**WORK REQUIRED**
Set out the listing below as a Markdown table with the columns Row and Content, giving each line its row number and leaving out blank lines.
— begin DATA SUPPLIED —
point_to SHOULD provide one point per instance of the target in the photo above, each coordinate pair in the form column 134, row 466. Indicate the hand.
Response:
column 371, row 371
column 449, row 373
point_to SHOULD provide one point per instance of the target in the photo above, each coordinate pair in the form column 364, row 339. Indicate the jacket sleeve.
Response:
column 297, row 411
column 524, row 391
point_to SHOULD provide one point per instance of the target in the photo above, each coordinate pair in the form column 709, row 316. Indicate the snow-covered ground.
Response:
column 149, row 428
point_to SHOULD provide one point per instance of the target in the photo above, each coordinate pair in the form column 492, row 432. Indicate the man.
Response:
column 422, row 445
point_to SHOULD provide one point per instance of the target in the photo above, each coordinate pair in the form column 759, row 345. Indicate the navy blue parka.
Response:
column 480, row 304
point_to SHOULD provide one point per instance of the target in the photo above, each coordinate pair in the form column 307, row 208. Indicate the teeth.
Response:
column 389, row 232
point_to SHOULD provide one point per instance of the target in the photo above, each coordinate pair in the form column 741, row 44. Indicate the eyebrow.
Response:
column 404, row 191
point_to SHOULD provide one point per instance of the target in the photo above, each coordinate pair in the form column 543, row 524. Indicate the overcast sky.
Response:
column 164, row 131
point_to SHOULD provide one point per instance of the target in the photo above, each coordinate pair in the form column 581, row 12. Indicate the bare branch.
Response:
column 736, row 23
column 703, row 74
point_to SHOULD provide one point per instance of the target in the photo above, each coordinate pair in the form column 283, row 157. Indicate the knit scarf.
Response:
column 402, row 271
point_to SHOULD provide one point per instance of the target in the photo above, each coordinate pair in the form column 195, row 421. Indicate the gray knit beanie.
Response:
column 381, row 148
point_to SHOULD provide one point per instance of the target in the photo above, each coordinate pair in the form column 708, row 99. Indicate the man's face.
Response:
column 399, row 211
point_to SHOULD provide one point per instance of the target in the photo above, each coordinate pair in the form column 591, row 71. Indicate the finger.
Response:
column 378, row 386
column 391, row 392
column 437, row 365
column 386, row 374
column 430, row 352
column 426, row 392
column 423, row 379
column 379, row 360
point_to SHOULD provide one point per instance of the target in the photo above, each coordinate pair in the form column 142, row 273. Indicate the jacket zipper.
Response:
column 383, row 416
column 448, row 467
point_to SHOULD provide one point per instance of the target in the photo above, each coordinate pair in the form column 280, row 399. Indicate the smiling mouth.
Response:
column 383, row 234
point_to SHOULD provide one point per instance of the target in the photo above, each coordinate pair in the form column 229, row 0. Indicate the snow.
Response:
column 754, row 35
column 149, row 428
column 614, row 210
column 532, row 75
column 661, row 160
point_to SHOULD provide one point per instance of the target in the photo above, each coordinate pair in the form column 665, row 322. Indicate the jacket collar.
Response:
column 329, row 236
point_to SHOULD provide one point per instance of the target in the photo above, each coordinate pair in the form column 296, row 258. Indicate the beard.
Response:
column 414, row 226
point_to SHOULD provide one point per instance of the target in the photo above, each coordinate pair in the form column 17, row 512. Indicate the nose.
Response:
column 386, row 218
— end DATA SUPPLIED —
**SOLUTION FOR THIS TASK**
| Row | Content |
|---|---|
| 1 | point_to SHOULD provide one point per instance of the target in the photo above, each coordinate pair in the form column 134, row 466. Indicate the hand. |
| 2 | Response: |
| 3 | column 371, row 371 |
| 4 | column 449, row 373 |
| 5 | point_to SHOULD provide one point per instance of the target in the photo above, each coordinate pair in the form column 364, row 339. Indicate the jacket sleeve. |
| 6 | Response: |
| 7 | column 297, row 411 |
| 8 | column 524, row 391 |
| 9 | point_to SHOULD provide one point per instance of the target in the photo above, each coordinate pair in the form column 709, row 316. Indicate the snow-covered ground. |
| 10 | Response: |
| 11 | column 149, row 428 |
| 12 | point_to SHOULD provide one point per instance of the target in the photo above, each coordinate pair in the form column 492, row 432. Indicate the man. |
| 13 | Response: |
| 14 | column 422, row 445 |
| 15 | point_to SHOULD provide one point per instance of the target in the photo above, each coordinate pair in the form column 759, row 345. Indicate the navy blue parka. |
| 16 | Response: |
| 17 | column 480, row 304 |
| 18 | point_to SHOULD provide one point per instance of the target in the photo above, each coordinate pair in the form column 307, row 208. Indicate the teeth. |
| 19 | Response: |
| 20 | column 389, row 232 |
| 21 | point_to SHOULD provide one point per instance of the target in the photo above, each coordinate pair in the form column 741, row 44. Indicate the eyebrow. |
| 22 | Response: |
| 23 | column 404, row 191 |
| 24 | point_to SHOULD provide one point per instance of the target in the photo above, each coordinate pair in the form column 543, row 524. Indicate the overcast sky. |
| 25 | Response: |
| 26 | column 164, row 131 |
| 27 | point_to SHOULD provide one point per instance of the target in the photo above, each coordinate pair in the form column 581, row 12. Indicate the bare branch. |
| 28 | Response: |
| 29 | column 736, row 23 |
| 30 | column 703, row 74 |
| 31 | point_to SHOULD provide one point per instance of the target in the photo above, each coordinate pair in the form column 283, row 157. Indicate the knit scarf. |
| 32 | Response: |
| 33 | column 402, row 271 |
| 34 | point_to SHOULD provide one point per instance of the target in the photo above, each coordinate pair in the form column 195, row 421. Indicate the gray knit beanie. |
| 35 | Response: |
| 36 | column 381, row 148 |
| 37 | point_to SHOULD provide one point per instance of the target in the photo above, each coordinate pair in the form column 708, row 99. Indicate the man's face. |
| 38 | Response: |
| 39 | column 399, row 211 |
| 40 | point_to SHOULD provide one point per instance of the target in the photo above, each coordinate pair in the form column 591, row 71. Indicate the finger. |
| 41 | Response: |
| 42 | column 378, row 386 |
| 43 | column 391, row 392 |
| 44 | column 437, row 365 |
| 45 | column 386, row 374 |
| 46 | column 430, row 352 |
| 47 | column 426, row 392 |
| 48 | column 423, row 379 |
| 49 | column 379, row 360 |
| 50 | point_to SHOULD provide one point per instance of the target in the photo above, each coordinate pair in the form column 142, row 273. Indicate the jacket zipper. |
| 51 | Response: |
| 52 | column 383, row 416 |
| 53 | column 448, row 467 |
| 54 | point_to SHOULD provide one point per instance of the target in the photo above, each coordinate pair in the form column 280, row 399. Indicate the smiling mouth. |
| 55 | Response: |
| 56 | column 383, row 234 |
| 57 | point_to SHOULD provide one point per instance of the target in the photo above, each coordinate pair in the form column 229, row 0. Indicate the snow. |
| 58 | Response: |
| 59 | column 754, row 35 |
| 60 | column 149, row 428 |
| 61 | column 614, row 210 |
| 62 | column 532, row 75 |
| 63 | column 661, row 160 |
| 64 | point_to SHOULD provide one point per instance of the target in the photo above, each coordinate pair in the form column 665, row 322. Indicate the jacket collar. |
| 65 | Response: |
| 66 | column 329, row 236 |
| 67 | point_to SHOULD provide one point per instance of the target in the photo above, each coordinate pair in the form column 296, row 258. Indicate the beard. |
| 68 | Response: |
| 69 | column 414, row 226 |
| 70 | point_to SHOULD provide one point per instance of the target in the photo above, each coordinate pair in the form column 17, row 512. Indicate the nose. |
| 71 | Response: |
| 72 | column 386, row 218 |